Exercise goal: Can you write out all of the rows below, character for character?

::: Supplied data

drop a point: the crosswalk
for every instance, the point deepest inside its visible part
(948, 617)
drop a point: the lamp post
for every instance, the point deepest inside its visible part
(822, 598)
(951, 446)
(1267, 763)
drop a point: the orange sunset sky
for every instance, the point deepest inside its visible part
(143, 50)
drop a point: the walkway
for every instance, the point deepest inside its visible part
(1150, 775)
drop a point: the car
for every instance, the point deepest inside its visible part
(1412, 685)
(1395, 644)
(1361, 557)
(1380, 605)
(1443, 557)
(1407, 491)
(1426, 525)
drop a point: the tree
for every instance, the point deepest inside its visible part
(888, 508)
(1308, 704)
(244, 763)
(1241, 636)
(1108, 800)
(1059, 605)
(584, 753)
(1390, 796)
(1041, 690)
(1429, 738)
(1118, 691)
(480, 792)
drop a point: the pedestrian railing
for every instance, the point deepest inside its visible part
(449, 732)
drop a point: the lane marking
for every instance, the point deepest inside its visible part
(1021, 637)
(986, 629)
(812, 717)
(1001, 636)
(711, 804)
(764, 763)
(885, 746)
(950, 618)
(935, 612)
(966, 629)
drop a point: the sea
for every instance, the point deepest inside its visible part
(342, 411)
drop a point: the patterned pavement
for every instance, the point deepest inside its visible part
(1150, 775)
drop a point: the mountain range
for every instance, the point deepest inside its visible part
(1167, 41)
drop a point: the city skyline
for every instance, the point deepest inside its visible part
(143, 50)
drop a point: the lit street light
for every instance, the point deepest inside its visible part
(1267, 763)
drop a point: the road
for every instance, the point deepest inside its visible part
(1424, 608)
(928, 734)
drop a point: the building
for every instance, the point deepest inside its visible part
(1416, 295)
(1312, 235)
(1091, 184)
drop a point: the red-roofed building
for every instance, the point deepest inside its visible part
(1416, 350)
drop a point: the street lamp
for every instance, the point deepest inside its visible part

::::::

Exercise result:
drop a point: the crosswalk
for every instance, the point deepest inside its visible part
(948, 617)
drop a point: the lamp post
for every instance, the point deepest inside its visible part
(822, 598)
(951, 446)
(1267, 763)
drop a point: the orange sunset sky
for every instance, the point deepest inside its visible part
(143, 50)
drop a point: the walkway
for every instance, the point deepest inside its visible part
(1150, 775)
drop a point: the car
for every instance, the point deepest inside its visible part
(1412, 685)
(1395, 644)
(1361, 557)
(1380, 605)
(1443, 557)
(1407, 491)
(1426, 525)
drop a point: the tree
for every instance, the point deepest inside its visible part
(888, 508)
(1308, 704)
(244, 763)
(1241, 636)
(1108, 800)
(1059, 605)
(584, 753)
(1390, 796)
(1041, 690)
(1429, 738)
(1118, 691)
(480, 792)
drop a point: the pedestrian railing
for every instance, the point deepest inside its visible part
(449, 732)
drop a point: the lane marking
for every instance, the point deepest inside its visible part
(1021, 637)
(986, 629)
(812, 717)
(1001, 636)
(711, 804)
(764, 763)
(885, 746)
(950, 618)
(935, 612)
(966, 629)
drop a point: the sea
for every instance, the point deepest inside its visible part
(342, 411)
drop a point: the patterned pavement
for every instance, the point deepest inside its visible part
(1150, 775)
drop a point: the mountain range
for every instance, the point deepest inside its visible part
(1167, 41)
drop a point: the city skyline
for every instance, the point deepest inside its visible part
(143, 50)
drop a point: the lit street light
for every instance, the point deepest inside its visible part
(1267, 763)
drop a point: the road
for every instance, the point deepest inside its visible part
(1424, 608)
(928, 734)
drop a point: the building
for every instance, the point deepest inside its visible part
(1416, 295)
(1312, 235)
(1091, 184)
drop a point: the red-roofed building
for every instance, the point deepest inside its visible part
(1416, 350)
drop a point: the street lamp
for every instance, the point deepest inside its visible part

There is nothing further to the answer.